**EXERCISE TASK:** Every line of the data must be copied exactly.

**SOURCE MATERIAL:**
>> Begin
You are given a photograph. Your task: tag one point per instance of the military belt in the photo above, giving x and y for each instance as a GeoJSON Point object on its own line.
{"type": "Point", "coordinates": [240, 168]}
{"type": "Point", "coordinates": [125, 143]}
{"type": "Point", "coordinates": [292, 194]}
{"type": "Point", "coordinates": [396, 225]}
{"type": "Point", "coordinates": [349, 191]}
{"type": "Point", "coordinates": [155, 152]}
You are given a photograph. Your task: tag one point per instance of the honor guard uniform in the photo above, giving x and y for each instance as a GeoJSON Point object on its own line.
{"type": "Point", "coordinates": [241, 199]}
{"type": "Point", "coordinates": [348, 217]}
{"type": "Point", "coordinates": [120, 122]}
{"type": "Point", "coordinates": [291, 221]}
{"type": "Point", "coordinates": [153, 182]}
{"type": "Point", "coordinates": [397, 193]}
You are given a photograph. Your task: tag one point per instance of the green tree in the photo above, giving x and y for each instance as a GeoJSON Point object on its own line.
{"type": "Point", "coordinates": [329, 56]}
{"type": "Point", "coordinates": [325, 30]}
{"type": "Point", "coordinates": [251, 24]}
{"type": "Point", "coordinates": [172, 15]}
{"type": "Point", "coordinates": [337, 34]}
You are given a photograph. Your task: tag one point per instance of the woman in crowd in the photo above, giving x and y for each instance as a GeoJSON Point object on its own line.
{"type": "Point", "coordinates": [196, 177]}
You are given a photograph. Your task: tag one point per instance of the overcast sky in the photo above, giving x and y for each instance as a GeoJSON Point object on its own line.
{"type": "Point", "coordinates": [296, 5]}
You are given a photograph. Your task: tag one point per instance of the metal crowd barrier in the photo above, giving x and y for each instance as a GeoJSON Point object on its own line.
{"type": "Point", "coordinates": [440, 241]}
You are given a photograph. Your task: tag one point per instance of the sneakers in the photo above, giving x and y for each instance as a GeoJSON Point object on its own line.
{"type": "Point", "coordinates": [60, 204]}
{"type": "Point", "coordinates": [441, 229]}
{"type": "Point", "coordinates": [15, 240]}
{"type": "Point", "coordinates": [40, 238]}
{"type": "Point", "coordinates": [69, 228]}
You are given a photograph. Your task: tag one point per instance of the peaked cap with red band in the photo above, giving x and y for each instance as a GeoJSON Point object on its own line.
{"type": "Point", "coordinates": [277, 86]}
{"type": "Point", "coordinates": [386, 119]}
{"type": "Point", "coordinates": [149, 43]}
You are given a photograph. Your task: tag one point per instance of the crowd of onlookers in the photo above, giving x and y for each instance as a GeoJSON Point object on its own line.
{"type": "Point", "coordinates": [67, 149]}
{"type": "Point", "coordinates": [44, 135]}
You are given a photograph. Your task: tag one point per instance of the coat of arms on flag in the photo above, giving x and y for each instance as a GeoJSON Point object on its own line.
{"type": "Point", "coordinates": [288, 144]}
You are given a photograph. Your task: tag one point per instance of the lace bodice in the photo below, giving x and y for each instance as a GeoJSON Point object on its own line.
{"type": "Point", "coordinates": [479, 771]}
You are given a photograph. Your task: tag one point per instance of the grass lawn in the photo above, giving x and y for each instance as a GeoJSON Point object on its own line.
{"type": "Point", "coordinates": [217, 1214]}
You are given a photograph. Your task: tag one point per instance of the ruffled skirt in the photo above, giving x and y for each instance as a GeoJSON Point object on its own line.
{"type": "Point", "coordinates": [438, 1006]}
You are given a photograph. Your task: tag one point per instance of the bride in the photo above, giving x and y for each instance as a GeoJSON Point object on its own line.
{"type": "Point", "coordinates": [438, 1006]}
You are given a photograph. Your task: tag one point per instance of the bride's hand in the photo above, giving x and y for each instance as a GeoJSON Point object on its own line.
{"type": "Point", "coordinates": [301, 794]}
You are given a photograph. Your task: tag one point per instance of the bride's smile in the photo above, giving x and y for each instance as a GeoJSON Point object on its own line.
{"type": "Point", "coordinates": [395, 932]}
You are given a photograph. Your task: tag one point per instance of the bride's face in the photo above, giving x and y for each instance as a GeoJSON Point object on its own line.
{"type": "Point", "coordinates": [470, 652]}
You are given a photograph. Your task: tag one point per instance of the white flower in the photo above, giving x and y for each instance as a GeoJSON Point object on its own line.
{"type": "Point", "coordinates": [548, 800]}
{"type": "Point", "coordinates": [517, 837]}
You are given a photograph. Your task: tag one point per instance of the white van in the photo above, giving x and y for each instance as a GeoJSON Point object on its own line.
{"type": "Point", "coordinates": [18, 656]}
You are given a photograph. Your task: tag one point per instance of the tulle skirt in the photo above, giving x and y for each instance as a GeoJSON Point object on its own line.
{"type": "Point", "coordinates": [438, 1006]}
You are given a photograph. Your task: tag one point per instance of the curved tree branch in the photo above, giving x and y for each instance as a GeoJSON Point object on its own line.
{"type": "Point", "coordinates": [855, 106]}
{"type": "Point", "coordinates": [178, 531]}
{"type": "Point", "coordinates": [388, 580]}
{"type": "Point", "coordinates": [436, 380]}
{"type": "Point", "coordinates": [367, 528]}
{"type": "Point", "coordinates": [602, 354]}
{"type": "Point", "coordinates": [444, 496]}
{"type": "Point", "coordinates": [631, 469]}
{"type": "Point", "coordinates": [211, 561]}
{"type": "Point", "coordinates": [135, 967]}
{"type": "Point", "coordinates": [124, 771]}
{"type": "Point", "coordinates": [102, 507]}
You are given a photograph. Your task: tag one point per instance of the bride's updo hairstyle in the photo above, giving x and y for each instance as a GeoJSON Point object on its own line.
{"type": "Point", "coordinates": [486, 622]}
>> End
**WRITTEN SOLUTION:**
You are given a photograph. Your task: tag one point per instance of the military belt in the photo above, giving x and y for each instance as a GeoJSON Point object on its own line.
{"type": "Point", "coordinates": [240, 168]}
{"type": "Point", "coordinates": [125, 143]}
{"type": "Point", "coordinates": [292, 194]}
{"type": "Point", "coordinates": [396, 225]}
{"type": "Point", "coordinates": [349, 191]}
{"type": "Point", "coordinates": [155, 152]}
You are given a photograph. Your task: tag one point per instance of the honor guard uniform in the photo above, giving x and y for each instance as a GeoJSON Point object on its own line.
{"type": "Point", "coordinates": [241, 199]}
{"type": "Point", "coordinates": [348, 217]}
{"type": "Point", "coordinates": [120, 122]}
{"type": "Point", "coordinates": [291, 221]}
{"type": "Point", "coordinates": [153, 182]}
{"type": "Point", "coordinates": [397, 193]}
You are given a photograph. Your task: tag one point per instance of the green tree in the photo above, giving x and y for each instance as a GeoJSON Point object on its own line.
{"type": "Point", "coordinates": [329, 56]}
{"type": "Point", "coordinates": [325, 30]}
{"type": "Point", "coordinates": [251, 24]}
{"type": "Point", "coordinates": [172, 15]}
{"type": "Point", "coordinates": [337, 34]}
You are given a photograph. Your task: tag one point per instance of the woman in crowd in the photo above, giving x and y for each instance as a GeoJSON Point object on its own line.
{"type": "Point", "coordinates": [196, 177]}
You are given a photograph. Your task: tag one point per instance of the overcast sky in the photo above, giving x and y for each instance as a GeoJSON Point object on its own line.
{"type": "Point", "coordinates": [296, 5]}
You are given a photograph. Your task: tag one point per instance of the metal crowd barrier in the photo above, giving x and y for each instance as a GeoJSON Point object on its own line.
{"type": "Point", "coordinates": [440, 241]}
You are given a photograph. Your task: tag one point per instance of the sneakers in the photo above, giving x and y for each instance as a GeoJSON Point object on its own line.
{"type": "Point", "coordinates": [60, 204]}
{"type": "Point", "coordinates": [441, 229]}
{"type": "Point", "coordinates": [15, 240]}
{"type": "Point", "coordinates": [40, 238]}
{"type": "Point", "coordinates": [69, 228]}
You are given a photograph. Your task: tag one point per instance of the peaked cap with red band in the photo above, giving x and y for each instance as a GeoJSON Point object on its own line.
{"type": "Point", "coordinates": [277, 86]}
{"type": "Point", "coordinates": [386, 119]}
{"type": "Point", "coordinates": [149, 43]}
You are given a photograph. Your task: tag one point per instance of the crowd of onlookers in the photo above, giving x and y for each instance as a GeoJSON Point object on its own line.
{"type": "Point", "coordinates": [67, 149]}
{"type": "Point", "coordinates": [44, 135]}
You are given a photograph. Your task: tag one point per instance of the coat of arms on flag in the photo above, giving x and y for each instance as a GeoJSON Point object on its own line.
{"type": "Point", "coordinates": [288, 144]}
You are given a photograph. Your task: tag one point per instance of the lace bodice in the photo below, giving x and y for each instance as a GeoJSON Point object on its own line.
{"type": "Point", "coordinates": [479, 771]}
You are given a photograph. Your task: tag one point per instance of the grass lawn in the photo above, giving x and y for each instance as a GeoJSON Point object on its own line.
{"type": "Point", "coordinates": [217, 1214]}
You are given a photograph. Your task: tag one point per instance of the ruffled skirt in the photo above, giving x and y for each instance as a GeoJSON Point object on its own line.
{"type": "Point", "coordinates": [438, 1006]}
You are given a photograph. Your task: tag one point per instance of the bride in the photo above, giving x and y for each instance as a GeoJSON Point object on its own line.
{"type": "Point", "coordinates": [438, 1006]}
You are given a photograph. Your task: tag one point per instance of the bride's hand in the photo above, giving x and y for each instance as a GeoJSON Point object on its own line.
{"type": "Point", "coordinates": [301, 794]}
You are given a photograph. Your task: tag one point per instance of the bride's smile in the photo above, giving x and y for each instance as a GeoJSON Point object on its own line.
{"type": "Point", "coordinates": [395, 932]}
You are given a photograph. Your task: tag one point per instance of the bride's face in the photo above, giving x and y for each instance as a GeoJSON Point object on its own line.
{"type": "Point", "coordinates": [470, 652]}
You are given a photograph. Your task: tag one point per instance of the white flower in the photo above, giving x and y for each instance as a GeoJSON Point object on its own line.
{"type": "Point", "coordinates": [548, 800]}
{"type": "Point", "coordinates": [517, 837]}
You are given a photograph. Your task: tag one point per instance of the white van in the photo above, giving x and y for each instance as a GeoJSON Point object on its own line.
{"type": "Point", "coordinates": [18, 656]}
You are given a photograph. Your task: tag one point per instance of the tulle skirt in the photo above, giving x and y for each instance as a GeoJSON Point object on its own line.
{"type": "Point", "coordinates": [438, 1006]}
You are given a photograph. Your task: tag one point per instance of the curved tree branch in the photo above, giving x and y for each instance as a GeoJSON Point object on its own line.
{"type": "Point", "coordinates": [855, 106]}
{"type": "Point", "coordinates": [178, 531]}
{"type": "Point", "coordinates": [388, 580]}
{"type": "Point", "coordinates": [436, 380]}
{"type": "Point", "coordinates": [367, 528]}
{"type": "Point", "coordinates": [602, 354]}
{"type": "Point", "coordinates": [444, 496]}
{"type": "Point", "coordinates": [631, 469]}
{"type": "Point", "coordinates": [211, 561]}
{"type": "Point", "coordinates": [135, 967]}
{"type": "Point", "coordinates": [124, 771]}
{"type": "Point", "coordinates": [102, 507]}
You are given a photograph. Your task: tag one point per instance of the bride's updo hairstyle in the photo above, giving x and y for each instance as a GeoJSON Point object on its own line.
{"type": "Point", "coordinates": [486, 622]}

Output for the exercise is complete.